About this task ▸
Of the records that follow, copy only the lines from the line containing "Provide one point per instance of the white sneaker" to the line containing "Provide one point per instance of the saxophone neck", both included, exactly as written.
Supplied entries below:
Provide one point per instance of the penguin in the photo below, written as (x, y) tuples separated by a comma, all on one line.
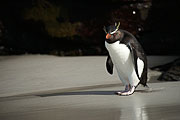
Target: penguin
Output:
[(128, 57)]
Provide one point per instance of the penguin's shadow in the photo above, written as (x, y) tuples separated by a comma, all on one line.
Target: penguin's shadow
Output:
[(90, 93)]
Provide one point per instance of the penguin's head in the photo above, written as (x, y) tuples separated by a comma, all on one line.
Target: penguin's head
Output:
[(112, 33)]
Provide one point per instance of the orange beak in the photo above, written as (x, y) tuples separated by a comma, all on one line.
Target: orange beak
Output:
[(108, 36)]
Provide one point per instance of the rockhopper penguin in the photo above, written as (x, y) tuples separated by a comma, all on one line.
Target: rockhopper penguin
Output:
[(128, 57)]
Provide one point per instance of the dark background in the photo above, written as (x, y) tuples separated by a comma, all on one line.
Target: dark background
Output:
[(74, 27)]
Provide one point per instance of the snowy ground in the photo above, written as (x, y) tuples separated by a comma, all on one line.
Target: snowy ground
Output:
[(42, 87)]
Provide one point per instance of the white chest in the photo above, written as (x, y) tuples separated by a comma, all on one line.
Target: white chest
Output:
[(119, 53)]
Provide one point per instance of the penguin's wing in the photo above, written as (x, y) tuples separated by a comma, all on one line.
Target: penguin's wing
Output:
[(109, 65), (134, 57)]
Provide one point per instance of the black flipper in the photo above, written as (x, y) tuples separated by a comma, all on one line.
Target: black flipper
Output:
[(109, 65), (135, 55), (134, 58)]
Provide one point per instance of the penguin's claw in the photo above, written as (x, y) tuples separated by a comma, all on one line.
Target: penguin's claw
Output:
[(126, 93)]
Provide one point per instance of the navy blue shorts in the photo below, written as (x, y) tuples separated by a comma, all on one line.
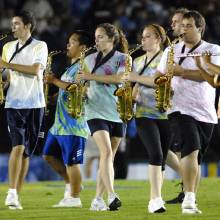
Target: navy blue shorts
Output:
[(24, 126), (115, 129), (68, 148)]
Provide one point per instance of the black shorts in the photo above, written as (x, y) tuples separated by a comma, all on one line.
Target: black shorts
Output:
[(192, 134), (115, 129), (24, 126), (155, 135)]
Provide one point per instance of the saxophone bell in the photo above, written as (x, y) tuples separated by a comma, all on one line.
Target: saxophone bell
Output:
[(77, 91)]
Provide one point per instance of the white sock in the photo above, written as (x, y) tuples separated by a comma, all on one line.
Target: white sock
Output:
[(13, 191), (67, 188), (111, 195)]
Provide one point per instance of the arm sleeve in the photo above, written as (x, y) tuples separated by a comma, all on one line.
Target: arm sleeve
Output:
[(40, 54), (163, 62), (122, 63)]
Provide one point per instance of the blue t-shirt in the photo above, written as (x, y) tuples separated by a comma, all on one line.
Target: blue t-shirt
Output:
[(101, 102), (64, 123)]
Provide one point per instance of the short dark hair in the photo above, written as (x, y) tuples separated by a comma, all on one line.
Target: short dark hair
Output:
[(27, 18), (198, 18), (181, 11), (85, 37)]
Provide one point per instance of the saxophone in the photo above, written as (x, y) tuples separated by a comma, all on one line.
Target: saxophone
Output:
[(77, 90), (2, 98), (164, 91), (48, 71), (125, 99)]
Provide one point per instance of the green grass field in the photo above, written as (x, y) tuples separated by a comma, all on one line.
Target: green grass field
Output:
[(37, 199)]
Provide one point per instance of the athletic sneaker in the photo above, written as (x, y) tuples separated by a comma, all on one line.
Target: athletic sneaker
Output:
[(189, 201), (98, 204), (18, 207), (67, 192), (156, 205), (69, 202), (191, 211), (11, 199), (113, 202), (178, 199)]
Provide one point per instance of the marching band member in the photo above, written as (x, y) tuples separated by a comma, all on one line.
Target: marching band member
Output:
[(104, 70), (65, 143), (193, 110), (25, 58), (152, 125)]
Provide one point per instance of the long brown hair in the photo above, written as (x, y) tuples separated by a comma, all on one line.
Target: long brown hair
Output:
[(120, 42)]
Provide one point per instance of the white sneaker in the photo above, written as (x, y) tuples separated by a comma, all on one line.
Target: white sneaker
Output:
[(189, 201), (67, 192), (156, 205), (66, 195), (69, 202), (98, 204), (18, 207), (11, 199), (114, 202), (191, 211)]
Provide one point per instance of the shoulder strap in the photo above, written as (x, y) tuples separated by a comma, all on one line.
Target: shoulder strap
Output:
[(101, 60), (191, 50)]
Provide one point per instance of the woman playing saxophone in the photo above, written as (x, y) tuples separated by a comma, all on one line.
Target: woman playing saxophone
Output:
[(103, 69), (152, 125), (66, 138)]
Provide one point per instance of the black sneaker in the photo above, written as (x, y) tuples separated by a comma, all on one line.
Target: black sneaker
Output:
[(115, 204), (178, 199)]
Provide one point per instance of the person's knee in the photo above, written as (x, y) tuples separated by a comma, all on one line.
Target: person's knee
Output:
[(48, 158), (156, 159), (18, 151)]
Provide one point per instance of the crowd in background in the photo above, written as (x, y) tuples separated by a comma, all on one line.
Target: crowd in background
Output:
[(57, 18)]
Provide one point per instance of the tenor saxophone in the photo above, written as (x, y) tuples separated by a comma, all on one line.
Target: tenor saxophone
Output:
[(77, 90), (164, 91), (125, 103), (2, 98), (48, 71)]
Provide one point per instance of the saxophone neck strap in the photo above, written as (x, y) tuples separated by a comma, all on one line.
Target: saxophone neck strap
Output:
[(18, 50), (146, 64), (190, 51), (100, 60)]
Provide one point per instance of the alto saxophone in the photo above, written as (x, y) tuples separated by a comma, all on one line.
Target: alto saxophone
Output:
[(125, 99), (48, 71), (2, 98), (77, 91), (164, 91)]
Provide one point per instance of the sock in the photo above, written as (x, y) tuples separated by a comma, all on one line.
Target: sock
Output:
[(67, 188), (14, 191)]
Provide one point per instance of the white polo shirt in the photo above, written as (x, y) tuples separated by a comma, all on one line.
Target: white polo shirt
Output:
[(26, 91), (196, 99)]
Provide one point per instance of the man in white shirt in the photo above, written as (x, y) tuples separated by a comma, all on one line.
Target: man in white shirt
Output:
[(193, 111), (25, 59)]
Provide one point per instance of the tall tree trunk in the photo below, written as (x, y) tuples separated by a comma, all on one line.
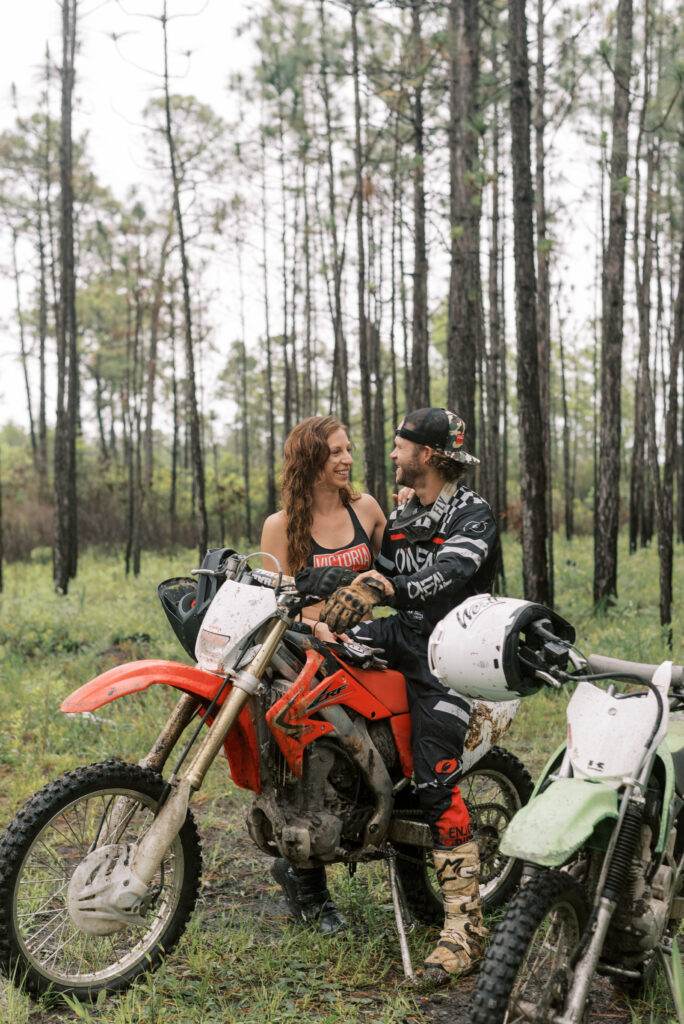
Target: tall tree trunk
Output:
[(307, 233), (285, 255), (532, 475), (244, 393), (492, 468), (607, 513), (268, 374), (24, 355), (65, 543), (340, 363), (197, 457), (173, 491), (465, 309), (364, 363), (568, 491), (155, 318), (2, 543), (419, 382)]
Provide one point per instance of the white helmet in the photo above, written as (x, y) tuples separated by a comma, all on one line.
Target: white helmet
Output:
[(489, 647)]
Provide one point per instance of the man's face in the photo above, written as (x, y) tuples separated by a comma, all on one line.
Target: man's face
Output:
[(410, 461)]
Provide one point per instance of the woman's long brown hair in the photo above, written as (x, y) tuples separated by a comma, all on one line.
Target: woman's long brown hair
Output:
[(306, 452)]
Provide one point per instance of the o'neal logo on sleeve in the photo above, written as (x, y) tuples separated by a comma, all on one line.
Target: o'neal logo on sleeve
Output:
[(357, 558)]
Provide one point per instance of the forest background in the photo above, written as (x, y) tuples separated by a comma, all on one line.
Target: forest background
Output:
[(474, 203)]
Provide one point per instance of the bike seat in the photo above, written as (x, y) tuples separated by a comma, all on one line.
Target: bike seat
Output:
[(387, 685)]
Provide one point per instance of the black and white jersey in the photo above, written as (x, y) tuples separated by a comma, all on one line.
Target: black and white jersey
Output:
[(431, 577)]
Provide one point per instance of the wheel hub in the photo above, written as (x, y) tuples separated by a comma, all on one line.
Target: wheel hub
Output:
[(103, 894)]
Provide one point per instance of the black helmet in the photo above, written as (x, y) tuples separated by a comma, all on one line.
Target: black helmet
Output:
[(186, 599)]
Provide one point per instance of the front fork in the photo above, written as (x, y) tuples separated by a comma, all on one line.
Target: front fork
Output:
[(150, 852)]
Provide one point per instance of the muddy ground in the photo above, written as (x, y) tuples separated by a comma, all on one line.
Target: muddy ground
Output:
[(250, 891)]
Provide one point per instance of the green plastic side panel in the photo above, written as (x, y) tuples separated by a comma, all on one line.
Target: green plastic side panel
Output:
[(558, 821), (553, 762)]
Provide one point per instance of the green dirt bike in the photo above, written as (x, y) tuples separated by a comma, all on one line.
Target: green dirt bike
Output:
[(602, 842)]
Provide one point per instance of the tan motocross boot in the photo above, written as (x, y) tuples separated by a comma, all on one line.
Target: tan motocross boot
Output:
[(461, 944)]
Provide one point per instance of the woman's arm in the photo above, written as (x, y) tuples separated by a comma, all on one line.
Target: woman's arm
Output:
[(274, 542)]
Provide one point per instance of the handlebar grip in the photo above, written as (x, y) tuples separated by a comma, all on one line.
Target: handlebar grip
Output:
[(599, 663)]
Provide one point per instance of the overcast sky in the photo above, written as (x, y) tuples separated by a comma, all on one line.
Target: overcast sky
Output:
[(115, 80)]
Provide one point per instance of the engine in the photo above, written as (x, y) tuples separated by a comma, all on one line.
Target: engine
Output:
[(321, 817)]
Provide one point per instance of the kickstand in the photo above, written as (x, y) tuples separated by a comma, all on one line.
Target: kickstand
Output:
[(664, 951), (401, 914)]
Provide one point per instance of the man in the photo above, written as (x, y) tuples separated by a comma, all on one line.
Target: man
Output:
[(438, 549)]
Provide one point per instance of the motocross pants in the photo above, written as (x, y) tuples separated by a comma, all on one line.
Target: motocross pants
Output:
[(438, 725)]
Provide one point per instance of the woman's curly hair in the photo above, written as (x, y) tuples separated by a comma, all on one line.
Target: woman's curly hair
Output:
[(306, 452)]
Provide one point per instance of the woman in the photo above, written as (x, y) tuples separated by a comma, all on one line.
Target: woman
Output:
[(324, 521)]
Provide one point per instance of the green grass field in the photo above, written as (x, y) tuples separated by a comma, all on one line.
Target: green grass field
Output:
[(241, 960)]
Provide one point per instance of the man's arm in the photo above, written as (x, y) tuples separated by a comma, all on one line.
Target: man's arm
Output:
[(471, 542)]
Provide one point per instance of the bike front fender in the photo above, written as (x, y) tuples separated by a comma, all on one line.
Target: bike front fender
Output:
[(557, 821), (137, 676), (241, 743)]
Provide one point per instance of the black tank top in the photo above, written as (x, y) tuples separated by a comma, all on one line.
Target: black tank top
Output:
[(355, 555)]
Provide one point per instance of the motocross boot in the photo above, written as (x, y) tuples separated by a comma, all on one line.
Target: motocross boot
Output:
[(461, 944), (307, 896)]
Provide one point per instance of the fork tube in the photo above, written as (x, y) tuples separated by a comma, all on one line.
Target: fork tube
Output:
[(244, 685), (172, 815), (168, 737), (586, 968)]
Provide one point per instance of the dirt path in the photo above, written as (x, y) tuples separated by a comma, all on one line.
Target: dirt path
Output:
[(237, 880)]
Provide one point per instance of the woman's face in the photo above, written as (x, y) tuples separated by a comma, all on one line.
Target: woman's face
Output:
[(337, 469)]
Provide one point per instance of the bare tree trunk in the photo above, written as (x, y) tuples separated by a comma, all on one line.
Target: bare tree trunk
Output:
[(544, 285), (465, 312), (173, 518), (364, 363), (197, 457), (268, 376), (155, 316), (607, 514), (492, 467), (2, 543), (340, 367), (568, 492), (24, 355), (532, 475), (419, 382), (65, 544)]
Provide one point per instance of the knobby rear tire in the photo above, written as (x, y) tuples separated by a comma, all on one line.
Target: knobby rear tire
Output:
[(40, 945), (527, 970)]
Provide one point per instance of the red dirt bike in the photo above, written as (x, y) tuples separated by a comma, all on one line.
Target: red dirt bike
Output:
[(99, 870)]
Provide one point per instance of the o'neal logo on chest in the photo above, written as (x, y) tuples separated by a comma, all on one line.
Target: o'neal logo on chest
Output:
[(410, 560)]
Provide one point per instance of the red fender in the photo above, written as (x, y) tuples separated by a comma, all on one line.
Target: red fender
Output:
[(375, 694), (241, 745)]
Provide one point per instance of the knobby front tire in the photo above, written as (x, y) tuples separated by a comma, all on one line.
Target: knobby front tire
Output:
[(40, 945), (527, 971), (494, 790)]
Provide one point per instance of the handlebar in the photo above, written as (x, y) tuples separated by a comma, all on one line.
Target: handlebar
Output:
[(600, 664)]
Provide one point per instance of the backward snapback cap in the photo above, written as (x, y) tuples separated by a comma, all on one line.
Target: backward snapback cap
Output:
[(438, 429)]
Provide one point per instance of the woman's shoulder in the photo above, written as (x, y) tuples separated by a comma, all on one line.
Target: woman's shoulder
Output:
[(276, 520), (366, 502)]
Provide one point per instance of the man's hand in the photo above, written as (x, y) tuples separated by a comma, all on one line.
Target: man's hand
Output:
[(347, 606)]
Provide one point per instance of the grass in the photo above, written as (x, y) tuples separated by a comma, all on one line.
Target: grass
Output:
[(241, 961)]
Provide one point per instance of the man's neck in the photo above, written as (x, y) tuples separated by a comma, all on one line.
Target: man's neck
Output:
[(428, 489)]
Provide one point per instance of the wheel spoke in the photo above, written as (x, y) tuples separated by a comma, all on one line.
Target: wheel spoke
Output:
[(47, 847)]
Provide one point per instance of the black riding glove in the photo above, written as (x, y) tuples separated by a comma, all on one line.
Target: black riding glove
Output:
[(347, 606)]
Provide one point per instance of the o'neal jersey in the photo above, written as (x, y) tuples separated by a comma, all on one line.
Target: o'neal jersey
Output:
[(431, 577)]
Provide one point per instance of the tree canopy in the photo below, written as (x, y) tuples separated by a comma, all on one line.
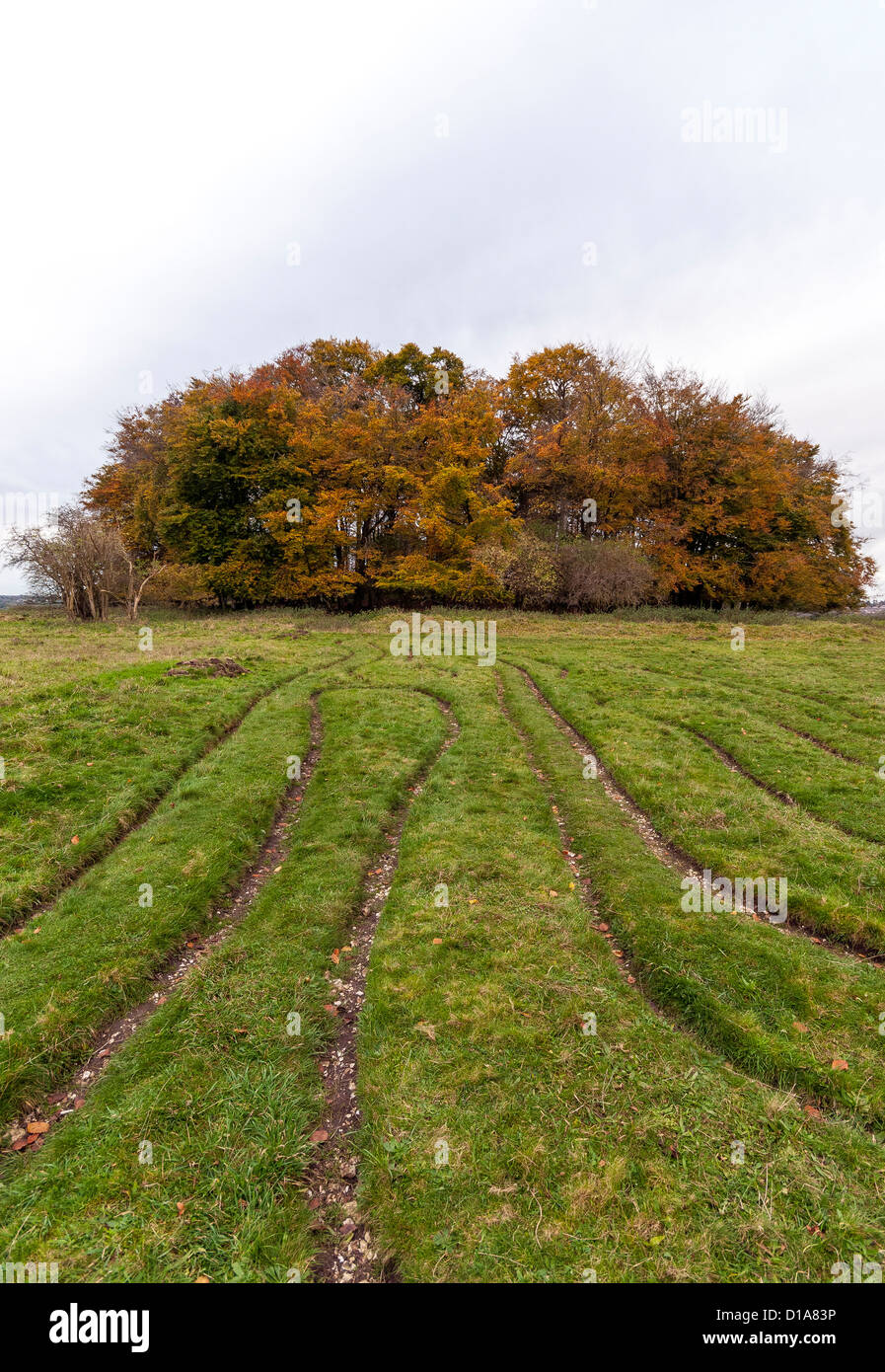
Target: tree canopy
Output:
[(347, 477)]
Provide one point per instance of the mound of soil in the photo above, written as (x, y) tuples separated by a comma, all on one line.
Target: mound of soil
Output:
[(209, 667)]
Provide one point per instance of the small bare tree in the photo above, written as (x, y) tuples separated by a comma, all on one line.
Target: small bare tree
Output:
[(85, 562)]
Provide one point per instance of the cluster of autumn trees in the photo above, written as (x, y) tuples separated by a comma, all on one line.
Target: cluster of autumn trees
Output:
[(347, 477)]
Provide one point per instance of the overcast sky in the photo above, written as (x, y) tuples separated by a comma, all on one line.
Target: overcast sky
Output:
[(189, 187)]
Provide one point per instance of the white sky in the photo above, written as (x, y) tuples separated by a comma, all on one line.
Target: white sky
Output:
[(158, 162)]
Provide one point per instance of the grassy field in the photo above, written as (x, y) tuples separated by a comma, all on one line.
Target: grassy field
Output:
[(473, 892)]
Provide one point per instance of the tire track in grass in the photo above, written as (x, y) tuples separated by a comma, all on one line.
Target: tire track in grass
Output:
[(146, 813), (73, 875), (734, 766), (218, 1083), (29, 1129), (56, 991), (348, 1256), (818, 742), (681, 982), (667, 852)]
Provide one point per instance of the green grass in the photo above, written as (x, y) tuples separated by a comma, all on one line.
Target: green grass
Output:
End of Supplied entries.
Exercise result ▸
Provide one point per instance of the white sneaker in the photo above, written as (x, y) tuples separated by a comma, all on one line.
Target: white sneaker
Output:
[(189, 201), (67, 192), (156, 205), (66, 195), (69, 202), (98, 204), (18, 207), (11, 199), (114, 202), (191, 211)]
Provide one point per instance of the shoulder strap in the photo above, written as (x, y) tuples separated by a comma, all on one line.
Target: shoulder strap
Output:
[(101, 60), (191, 50)]
Provide one point per instance of the woman playing saxophone in the photo above, written as (x, y) tuples separated by a comma, all on one line.
Target: woman playing saxophone
Output:
[(103, 69), (152, 125), (66, 138)]
Provide one point per instance of the black sneaker in the photo above, written as (x, y) tuples separated by a comma, all on one line.
Target: black sneaker
Output:
[(115, 204), (178, 199)]
Provide one point per instance of the person's knee in the photo above, written as (x, y) tuples separated by a comma, all on one line.
Target: person's knee
Output:
[(48, 158), (156, 159), (18, 151)]
Provide one point per instance of the crowd in background in the photo above, written as (x, y) tuples separated by a comma, all on one line.
Target: crowd in background
Output:
[(57, 18)]
Provide one point per instance of the tenor saxophone in the photo above, written as (x, y) tuples separated by a comma, all on one line.
Target: tenor saxophone
Output:
[(77, 90), (164, 91), (125, 103), (2, 98), (48, 71)]
Provide one point per instance of the saxophone neck strap in the photo above, written as (x, y) tuples separated by a comma, all on one line.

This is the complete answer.